**Task prompt:**
Copy out every line of the material below exactly as it appears.

**Dataset records:**
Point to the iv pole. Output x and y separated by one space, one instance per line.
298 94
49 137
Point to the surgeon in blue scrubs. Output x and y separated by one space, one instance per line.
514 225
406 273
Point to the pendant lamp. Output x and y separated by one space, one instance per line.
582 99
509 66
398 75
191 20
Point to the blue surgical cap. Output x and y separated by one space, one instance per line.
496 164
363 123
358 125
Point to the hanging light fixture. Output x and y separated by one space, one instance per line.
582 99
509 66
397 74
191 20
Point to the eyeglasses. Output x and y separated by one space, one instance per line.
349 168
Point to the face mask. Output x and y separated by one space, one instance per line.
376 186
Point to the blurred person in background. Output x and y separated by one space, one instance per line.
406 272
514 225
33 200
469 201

**Answer for the task:**
Point to the iv pole. Output x and y separated by one space, one instance per line.
298 94
49 137
Point to the surgeon in blue scrubs. Output x and y separated by one space, one instance per line.
514 225
406 273
Point to the pendant lamp. Output x and y separated by one space, one instance per line.
582 99
509 66
398 75
191 20
Point to the blue surgical cap. Output x and y separated by one space, one instance per line.
496 164
363 123
358 125
Point to the hanging light fixture. Output x and y separated by one space, one instance per line.
582 99
509 66
397 74
191 20
Point to the eyeglasses. Output x and y separated by one space, one instance per line.
349 168
Point to the face mask. Output x and y separated by one space, one instance per line.
376 186
Point to the blurred person in background. Output x and y separated by one space, one instance per line.
406 272
514 225
33 200
469 201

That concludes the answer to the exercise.